EXERCISE DESCRIPTION - What is needed is an exact copy of every record.

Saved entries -
-- -- --

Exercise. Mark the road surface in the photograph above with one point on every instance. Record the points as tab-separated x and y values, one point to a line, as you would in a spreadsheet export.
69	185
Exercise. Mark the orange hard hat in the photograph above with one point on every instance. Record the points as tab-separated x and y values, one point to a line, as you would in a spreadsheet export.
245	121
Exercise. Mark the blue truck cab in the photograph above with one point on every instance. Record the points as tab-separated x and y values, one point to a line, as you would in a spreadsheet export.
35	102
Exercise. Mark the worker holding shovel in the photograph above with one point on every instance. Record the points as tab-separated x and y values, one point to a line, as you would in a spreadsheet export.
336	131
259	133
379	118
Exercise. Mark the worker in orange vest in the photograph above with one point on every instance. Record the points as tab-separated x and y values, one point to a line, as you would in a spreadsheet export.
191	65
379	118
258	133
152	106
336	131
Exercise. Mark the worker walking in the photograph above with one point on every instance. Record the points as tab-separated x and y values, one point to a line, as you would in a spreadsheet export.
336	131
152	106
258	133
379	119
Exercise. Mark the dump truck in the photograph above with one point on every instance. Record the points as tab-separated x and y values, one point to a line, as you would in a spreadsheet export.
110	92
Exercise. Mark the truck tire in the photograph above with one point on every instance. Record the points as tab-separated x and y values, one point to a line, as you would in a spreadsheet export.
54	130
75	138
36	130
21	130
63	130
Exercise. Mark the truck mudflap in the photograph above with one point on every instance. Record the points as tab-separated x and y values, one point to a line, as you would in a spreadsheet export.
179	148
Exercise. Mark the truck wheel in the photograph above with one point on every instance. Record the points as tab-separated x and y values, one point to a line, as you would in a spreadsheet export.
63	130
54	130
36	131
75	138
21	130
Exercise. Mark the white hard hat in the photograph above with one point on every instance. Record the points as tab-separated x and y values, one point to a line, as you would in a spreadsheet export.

-- -- --

YOUR RESPONSE -
Exercise. Mark the road surface in the photograph above with one point on every instance. Record the points as tab-separated x and y values, one point to a line, as you would in a spreadsheet export.
69	185
Exercise. Mark the orange hard hat in the photograph above with one point on every instance. Record the points as tab-separated x and y values, one point to a line, as you would in a spreadsheet export.
245	121
Exercise. Mark the blue truck cab in the photograph above with one point on every instance. Record the points as tab-separated x and y values, one point to a line, as you would in a spreadsheet export.
35	102
Exercise. Mark the worker holding shovel in the photograph above with one point on every instance. Record the points as tab-separated x and y values, one point to a line, as you would in a spreadsheet export.
336	131
259	133
379	118
Exercise. Mark the worker in orange vest in the photograph above with one point on every instance. Record the points as tab-separated x and y values, one point to a line, as you would in a spreadsheet export.
191	65
379	118
258	133
152	106
336	131
Exercise. Mark the worker walking in the photograph above with one point on every instance. Record the points as tab-separated x and y values, one point to a line, as you would in a spreadsheet export.
336	131
152	106
258	133
379	119
Exercise. Mark the dump truck in the photograph above with one point on every instance. Record the points as tab-separated x and y values, one point to a line, as you would in a spreadsheet export.
110	92
Exercise. Mark the truck tire in the photograph above with one point on every instance. Record the points as tab-separated x and y values, one point to a line, as you would in a spreadsheet export.
54	130
75	138
36	130
21	130
63	130
Exercise. Mark the truck mudflap in the photograph above with one point on every instance. Record the points as tab-separated x and y values, one point to a line, as you would in a spreadsheet export.
179	148
Exercise. Mark the truck wheel in the photograph above with one point on every instance. Record the points as tab-separated x and y values, one point to a line, as you would in a spreadsheet export.
63	130
54	130
36	131
75	138
21	130
Exercise. Mark the white hard hat in the photograph above with one point on every instance. Record the points as tab-separated x and y values, one point to a line, as you would in a spreadsheet export.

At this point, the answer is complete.